[Source records]
....
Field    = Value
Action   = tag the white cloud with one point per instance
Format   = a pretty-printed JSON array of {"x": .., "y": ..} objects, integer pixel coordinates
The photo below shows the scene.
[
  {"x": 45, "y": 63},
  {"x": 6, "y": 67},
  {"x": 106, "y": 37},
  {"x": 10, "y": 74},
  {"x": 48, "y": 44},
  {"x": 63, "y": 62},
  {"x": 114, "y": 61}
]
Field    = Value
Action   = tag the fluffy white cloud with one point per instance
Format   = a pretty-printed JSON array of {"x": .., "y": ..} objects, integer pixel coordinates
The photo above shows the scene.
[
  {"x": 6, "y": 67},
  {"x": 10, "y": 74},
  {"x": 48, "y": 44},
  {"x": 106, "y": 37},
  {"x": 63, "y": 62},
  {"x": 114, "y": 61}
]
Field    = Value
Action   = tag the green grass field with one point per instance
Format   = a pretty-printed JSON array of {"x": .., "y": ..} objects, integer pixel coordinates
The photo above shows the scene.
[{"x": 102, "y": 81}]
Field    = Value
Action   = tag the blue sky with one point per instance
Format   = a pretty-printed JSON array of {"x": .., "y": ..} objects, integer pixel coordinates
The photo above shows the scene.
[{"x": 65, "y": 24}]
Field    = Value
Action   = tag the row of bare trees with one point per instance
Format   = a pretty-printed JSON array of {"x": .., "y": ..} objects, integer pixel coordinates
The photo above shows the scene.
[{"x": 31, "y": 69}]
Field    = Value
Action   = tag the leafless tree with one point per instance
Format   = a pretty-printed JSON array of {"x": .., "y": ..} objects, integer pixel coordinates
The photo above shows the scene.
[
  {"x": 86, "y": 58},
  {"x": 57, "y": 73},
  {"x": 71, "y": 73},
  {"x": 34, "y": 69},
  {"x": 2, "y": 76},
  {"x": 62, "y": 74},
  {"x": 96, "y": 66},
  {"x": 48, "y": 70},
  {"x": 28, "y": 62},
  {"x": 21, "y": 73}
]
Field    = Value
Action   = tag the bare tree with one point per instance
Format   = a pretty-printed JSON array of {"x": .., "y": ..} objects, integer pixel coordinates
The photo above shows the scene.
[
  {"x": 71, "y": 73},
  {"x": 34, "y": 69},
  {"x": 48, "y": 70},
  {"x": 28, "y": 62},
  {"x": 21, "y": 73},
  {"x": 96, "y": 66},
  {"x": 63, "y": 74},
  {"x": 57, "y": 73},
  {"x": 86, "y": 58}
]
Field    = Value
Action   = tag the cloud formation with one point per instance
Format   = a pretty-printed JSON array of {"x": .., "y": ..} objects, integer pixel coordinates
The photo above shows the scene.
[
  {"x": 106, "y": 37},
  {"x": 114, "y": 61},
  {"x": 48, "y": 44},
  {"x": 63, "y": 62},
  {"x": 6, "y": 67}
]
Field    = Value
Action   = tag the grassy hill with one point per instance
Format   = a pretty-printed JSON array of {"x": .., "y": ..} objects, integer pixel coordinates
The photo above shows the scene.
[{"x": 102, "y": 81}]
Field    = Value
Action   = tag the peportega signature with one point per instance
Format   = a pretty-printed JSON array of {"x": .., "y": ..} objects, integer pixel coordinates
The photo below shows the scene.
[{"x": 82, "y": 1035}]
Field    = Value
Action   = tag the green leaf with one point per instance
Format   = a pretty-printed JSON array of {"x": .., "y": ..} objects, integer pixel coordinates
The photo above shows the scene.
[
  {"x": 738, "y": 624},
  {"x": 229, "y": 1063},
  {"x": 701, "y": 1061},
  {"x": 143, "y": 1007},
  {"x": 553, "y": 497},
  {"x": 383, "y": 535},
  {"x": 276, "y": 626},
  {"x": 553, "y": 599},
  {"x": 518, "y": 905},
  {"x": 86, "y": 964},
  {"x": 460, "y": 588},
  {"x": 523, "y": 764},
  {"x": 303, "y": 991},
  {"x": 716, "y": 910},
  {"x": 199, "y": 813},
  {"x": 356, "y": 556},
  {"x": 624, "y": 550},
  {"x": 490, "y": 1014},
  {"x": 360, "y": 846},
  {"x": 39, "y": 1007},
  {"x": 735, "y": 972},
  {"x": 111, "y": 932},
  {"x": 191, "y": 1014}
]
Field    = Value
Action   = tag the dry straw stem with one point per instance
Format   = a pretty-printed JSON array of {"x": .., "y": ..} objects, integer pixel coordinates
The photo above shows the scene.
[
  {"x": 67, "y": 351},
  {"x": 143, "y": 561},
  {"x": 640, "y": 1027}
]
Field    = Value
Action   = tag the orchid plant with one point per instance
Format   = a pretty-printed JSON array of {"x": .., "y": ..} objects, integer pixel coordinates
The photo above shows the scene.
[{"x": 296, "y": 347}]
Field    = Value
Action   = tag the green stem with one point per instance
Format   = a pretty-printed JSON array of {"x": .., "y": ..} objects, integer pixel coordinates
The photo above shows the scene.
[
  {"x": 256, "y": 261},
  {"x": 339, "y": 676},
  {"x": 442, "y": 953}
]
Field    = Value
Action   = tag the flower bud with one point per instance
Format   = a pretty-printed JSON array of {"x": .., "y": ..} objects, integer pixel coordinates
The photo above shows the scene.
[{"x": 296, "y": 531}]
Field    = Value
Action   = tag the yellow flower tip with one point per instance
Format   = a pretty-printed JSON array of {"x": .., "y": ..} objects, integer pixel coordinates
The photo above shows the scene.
....
Reproduce the complete data exactly as presented above.

Field    = Value
Action   = tag the white cloud with one point per instance
Format   = a pretty-printed JSON array of {"x": .., "y": ..} objects, integer pixel coordinates
The photo below shows the scene.
[
  {"x": 45, "y": 63},
  {"x": 6, "y": 67},
  {"x": 106, "y": 37},
  {"x": 10, "y": 74},
  {"x": 48, "y": 44},
  {"x": 63, "y": 62},
  {"x": 114, "y": 61}
]
Field    = Value
Action   = tag the fluffy white cloud with one point per instance
Format   = a pretty-printed JSON array of {"x": .., "y": ..} objects, integer pixel coordinates
The photo above shows the scene.
[
  {"x": 6, "y": 67},
  {"x": 10, "y": 74},
  {"x": 48, "y": 44},
  {"x": 106, "y": 37},
  {"x": 63, "y": 62},
  {"x": 114, "y": 61}
]
Field    = Value
Action   = tag the green grass field with one point per instance
Format   = a pretty-printed JSON array of {"x": .., "y": ..} objects, integer pixel coordinates
The photo above shows the scene.
[{"x": 102, "y": 81}]
Field    = Value
Action   = tag the blue sky with one point per instance
Format   = a pretty-printed JSON array of {"x": .., "y": ..} objects, integer pixel coordinates
The photo above shows the scene.
[{"x": 65, "y": 24}]
Field    = Value
Action   = tag the row of bare trees with one point per instance
Format   = a pretty-printed JSON array of {"x": .., "y": ..} objects, integer pixel coordinates
The photo above shows the scene.
[{"x": 31, "y": 69}]
Field    = Value
Action   = tag the leafless tree with one point per instance
Format   = a pretty-printed JSON array of {"x": .., "y": ..} objects, integer pixel coordinates
The photo above shows the scene.
[
  {"x": 86, "y": 58},
  {"x": 57, "y": 73},
  {"x": 71, "y": 73},
  {"x": 34, "y": 69},
  {"x": 2, "y": 76},
  {"x": 62, "y": 74},
  {"x": 96, "y": 66},
  {"x": 48, "y": 70},
  {"x": 28, "y": 62},
  {"x": 21, "y": 73}
]
Field    = Value
Action   = tag the bare tree with one point per instance
Format   = a pretty-printed JSON array of {"x": .., "y": ..} objects, integer pixel coordinates
The photo above shows the scene.
[
  {"x": 71, "y": 73},
  {"x": 34, "y": 69},
  {"x": 48, "y": 70},
  {"x": 28, "y": 62},
  {"x": 21, "y": 73},
  {"x": 96, "y": 66},
  {"x": 63, "y": 74},
  {"x": 57, "y": 73},
  {"x": 86, "y": 58}
]
Field    = Value
Action   = tag the cloud formation with one point per instance
Format   = a pretty-printed JSON array of {"x": .., "y": ..} objects, integer pixel coordinates
The photo above shows the scene.
[
  {"x": 106, "y": 37},
  {"x": 114, "y": 61},
  {"x": 48, "y": 44},
  {"x": 63, "y": 62},
  {"x": 6, "y": 67}
]
Field    = Value
Action   = tag the grassy hill with one point per instance
Format   = a pretty-printed JSON array of {"x": .., "y": ..} objects, integer pixel coordinates
The photo above shows the scene.
[{"x": 102, "y": 81}]
Field    = Value
Action   = tag the peportega signature with one point per instance
Format   = a pretty-printed JSON array of {"x": .., "y": ..} objects, integer pixel coordinates
The photo below shows the scene.
[{"x": 82, "y": 1035}]
Field    = Value
Action   = tag the green leaf with one point per instance
Format   = a pretty-printed JSON array of {"x": .., "y": ..} objects, integer pixel coordinates
The photo above shows the scene.
[
  {"x": 738, "y": 624},
  {"x": 229, "y": 1063},
  {"x": 701, "y": 1061},
  {"x": 143, "y": 1007},
  {"x": 553, "y": 497},
  {"x": 383, "y": 535},
  {"x": 276, "y": 626},
  {"x": 553, "y": 599},
  {"x": 518, "y": 905},
  {"x": 86, "y": 964},
  {"x": 460, "y": 588},
  {"x": 523, "y": 764},
  {"x": 303, "y": 991},
  {"x": 716, "y": 910},
  {"x": 199, "y": 813},
  {"x": 356, "y": 556},
  {"x": 624, "y": 550},
  {"x": 490, "y": 1014},
  {"x": 360, "y": 846},
  {"x": 39, "y": 1007},
  {"x": 735, "y": 972},
  {"x": 111, "y": 932},
  {"x": 191, "y": 1014}
]
Field    = Value
Action   = tag the dry straw stem with one point per instance
Format   = a pretty-printed JSON array of {"x": .., "y": ..} objects, integer pixel coordinates
The photo above shows the scene.
[
  {"x": 67, "y": 351},
  {"x": 143, "y": 561},
  {"x": 640, "y": 1027}
]
Field    = Value
Action   = tag the orchid plant with one point per instance
Format   = a pretty-printed JSON array of {"x": .., "y": ..} objects, integer pixel coordinates
The photo above shows the scene.
[{"x": 296, "y": 347}]
Field    = Value
Action   = tag the green stem with one point per instance
Format   = a pretty-printed JSON array of {"x": .., "y": ..} objects, integer pixel coordinates
The photo above shows the scene.
[
  {"x": 256, "y": 261},
  {"x": 339, "y": 676},
  {"x": 442, "y": 953}
]
Field    = Value
Action   = tag the flower bud with one point per instance
Format   = a pretty-printed JSON array of {"x": .., "y": ..} objects, integer pixel coordinates
The photo above shows the scene.
[{"x": 296, "y": 531}]
Field    = Value
Action   = tag the yellow flower tip with one point per instance
Format   = a pretty-printed JSON array of {"x": .., "y": ..} objects, integer pixel coordinates
The photo above shows the scene.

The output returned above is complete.